##### Data excerpts

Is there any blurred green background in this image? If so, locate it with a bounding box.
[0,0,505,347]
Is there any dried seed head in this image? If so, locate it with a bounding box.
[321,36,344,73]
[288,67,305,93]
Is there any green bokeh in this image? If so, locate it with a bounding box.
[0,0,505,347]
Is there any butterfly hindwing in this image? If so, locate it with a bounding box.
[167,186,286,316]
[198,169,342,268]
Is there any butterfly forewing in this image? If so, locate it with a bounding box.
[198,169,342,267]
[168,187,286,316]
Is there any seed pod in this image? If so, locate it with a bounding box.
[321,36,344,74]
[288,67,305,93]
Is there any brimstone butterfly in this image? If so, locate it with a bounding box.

##########

Prompt: Set down every row above again, word for word and in the same order, leaving each line unchanged.

Written response:
Is there any blurred green background in this image? If so, locate it with a bounding box.
[0,0,505,347]
Is there any dried seed head in this image? If so, locate it with a bounding box.
[321,36,344,73]
[288,67,305,93]
Is there any green bokeh in this image? If so, locate it with a bounding box.
[0,0,505,347]
Is there any butterfly hindwing in this image? If so, locate it with a bounding box.
[167,186,286,316]
[198,169,342,268]
Is there any butterfly forewing in this image? If so, locate it with a bounding box.
[198,169,342,267]
[168,187,286,316]
Is there any seed pod in this image? If so, locate it with a bounding box.
[321,36,344,74]
[288,67,305,93]
Is there any brimstone butterfly in this image? If so, locate it with a bounding box.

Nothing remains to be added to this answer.